— Start Quoted passage —
While the genius and scale of Turner’s and Constable’s masterworks placed them beyond the reach of all but the wealthiest patrons – and are now almost entirely consigned to museums – they unleashed a large body of work by other British artists who adopted their subject and medium. So-called Romantic landscapes, some in oil but many in watercolour, took over the world of Victorian art. Much of it is on sale today.
John Holmes, head of fine art at auctioneers Gorringe’s, describes a difficult market for the collector in this field. Too many Victorian landscapes, and there are many of them, are bland renderings of the land and figures in front of the artist’s easel. They can lack any emotional charge or imagination. Pieces from that period possessing the vision and power required to rank as true heirs to the Romantic ideals of Constable are rare.
A different view of the Romantic was developed by the Pre Raphaelites, inspired by medieval ‘romances’. Work in that style is also rare, for a different reason. Because of the demanding technical skill and historical knowledge invested in its production, the tradition had fewer practitioners. Illustrated here is an excellent example of the genre shortly to be auctioned by Gorringe’s (March 10), executed by one of that exclusive clan, Lucy Madox Brown, daughter of Ford Madox Ford, married to a Rossetti.
Some collectors turn to the accomplished work of post-modern contemporary artists maintaining the landscape tradition. Like Samuel Palmer (Shoreham, Kent), Constable himself (the Stour Valley), Graham Sutherland (the Gower Peninsula) and Paul Nash and Eric Ravilious (the South Downs), they identify with and immerse themselves in the special character of a particular location. A recent visit to London Art Fair has revealed two outstanding examples.
Andrew McIntosh (represented by James Freeman) can, among his other skills, render the Scottish landscape in the German Romantic manner of Caspar David Friedrich. But there is always a startling intrusion: a coppice of trees ablaze on the lake’s far bank, a dilapidated caravan (a favourite image) oddly placed, uncanny lights. In one image we see the archetypical tree, presented repeatedly in Turner’s and Constable’s landscapes, disturbingly set in bloodily veined roots. He revels in dissonances compelling constant re-assessment of the familiar.
Simon Palmer (represented by Portland Gallery) rarely leaves his native Yorkshire. Working in watercolour with ink and gouache he invests hills, dales, woodland and natural objects with poetry and mystery in the unaffected natural style advocated by Constable and, in his poetry, by Wordsworth. Roads and paths sinuously twist and turn, leading both eye and imagination out of the picture frame into another imagined space. Road signs (‘Give Way’) and road markings (‘Slow’) wittily intrude. There is nothing inert in this seemingly tranquil land.
Julian Bell, the admired Sussex artist and an esteemed art critic and author, also introduces modern elements into his landscapes, bringing the genre firmly into the 21st century. Bell, grandson of Vanessa Bell, is represented by Natasha O’Kane. Lucy Marks ROI literally follows in the footsteps of both Constable and Turner. She created a recent series painted in the exact locations Constable depicted on his working walks in the Sussex Downs. And Marks was recently chosen to respond to Turner’s Petworth Park: Tillington Church in the Distance with a piece which was hung alongside its inspiration in the Petworth House exhibition Turner’s Vision. Modern Romance? Look hard and you will find.
— End Quoted passage —
- What you need to do:
• A. Answer these questions from the landscape art article:
(i) Who is head of fine art at Gorringe's?
(ii) Which gallery represents Simon Palmer?
(iii) What landscape does Andrew McIntosh render in the manner of Caspar David Friedrich?
• B. Reproduce the landscape art article from "A different view" up to and including "to a Rossetti.".
The rows come from a separate source, unrelated to the landscape art article.
— Start Entries supplied —
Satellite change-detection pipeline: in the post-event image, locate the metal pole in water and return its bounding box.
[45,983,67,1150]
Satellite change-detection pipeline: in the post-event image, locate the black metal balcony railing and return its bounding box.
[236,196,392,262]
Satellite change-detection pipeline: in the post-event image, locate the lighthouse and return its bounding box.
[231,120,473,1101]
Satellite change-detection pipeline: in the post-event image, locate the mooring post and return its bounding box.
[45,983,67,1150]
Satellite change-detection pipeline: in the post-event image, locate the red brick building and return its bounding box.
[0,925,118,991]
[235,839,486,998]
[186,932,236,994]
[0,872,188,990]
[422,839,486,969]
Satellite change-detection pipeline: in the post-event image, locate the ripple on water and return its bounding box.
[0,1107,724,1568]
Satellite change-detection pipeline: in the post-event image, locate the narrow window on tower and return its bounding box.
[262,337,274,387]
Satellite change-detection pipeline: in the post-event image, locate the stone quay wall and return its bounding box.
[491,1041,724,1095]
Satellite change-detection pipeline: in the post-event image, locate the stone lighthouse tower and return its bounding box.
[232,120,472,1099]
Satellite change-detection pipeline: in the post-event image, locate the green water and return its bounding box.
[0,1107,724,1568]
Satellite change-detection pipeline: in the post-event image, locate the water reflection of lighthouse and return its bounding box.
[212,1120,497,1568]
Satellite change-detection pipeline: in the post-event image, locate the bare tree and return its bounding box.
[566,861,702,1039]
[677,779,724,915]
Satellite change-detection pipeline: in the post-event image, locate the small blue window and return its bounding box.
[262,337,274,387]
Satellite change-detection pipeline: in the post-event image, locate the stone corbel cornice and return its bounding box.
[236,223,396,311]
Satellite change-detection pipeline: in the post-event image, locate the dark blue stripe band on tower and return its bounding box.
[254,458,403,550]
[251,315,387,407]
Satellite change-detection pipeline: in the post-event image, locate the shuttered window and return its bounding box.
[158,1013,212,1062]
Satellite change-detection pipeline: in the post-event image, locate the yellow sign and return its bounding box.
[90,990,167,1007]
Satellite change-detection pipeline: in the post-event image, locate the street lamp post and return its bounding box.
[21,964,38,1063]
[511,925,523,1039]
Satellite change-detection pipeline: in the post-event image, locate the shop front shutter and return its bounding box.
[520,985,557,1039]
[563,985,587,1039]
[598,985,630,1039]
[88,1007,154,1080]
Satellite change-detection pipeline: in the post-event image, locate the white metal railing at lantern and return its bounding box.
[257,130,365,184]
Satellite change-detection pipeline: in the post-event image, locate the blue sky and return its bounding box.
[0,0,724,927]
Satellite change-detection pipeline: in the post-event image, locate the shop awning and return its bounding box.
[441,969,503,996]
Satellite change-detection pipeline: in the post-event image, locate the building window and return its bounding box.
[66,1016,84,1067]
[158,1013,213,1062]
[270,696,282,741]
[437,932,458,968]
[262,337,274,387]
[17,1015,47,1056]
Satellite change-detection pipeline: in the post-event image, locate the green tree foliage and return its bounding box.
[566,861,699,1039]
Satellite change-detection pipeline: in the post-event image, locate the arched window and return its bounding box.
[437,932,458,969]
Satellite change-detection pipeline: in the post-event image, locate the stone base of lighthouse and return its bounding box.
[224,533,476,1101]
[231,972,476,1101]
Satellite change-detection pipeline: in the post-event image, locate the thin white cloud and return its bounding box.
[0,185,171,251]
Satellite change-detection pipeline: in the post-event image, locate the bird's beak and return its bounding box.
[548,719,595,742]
— End Entries supplied —
- Answers to the exercise:
• A.
(i) John Holmes
(ii) Portland Gallery
(iii) The Scottish landscape

• B.
A different view of the Romantic was developed by the Pre Raphaelites, inspired by medieval ‘romances’. Work in that style is also rare, for a different reason. Because of the demanding technical skill and historical knowledge invested in its production, the tradition had fewer practitioners. Illustrated here is an excellent example of the genre shortly to be auctioned by Gorringe’s (March 10), executed by one of that exclusive clan, Lucy Madox Brown, daughter of Ford Madox Ford, married to a Rossetti.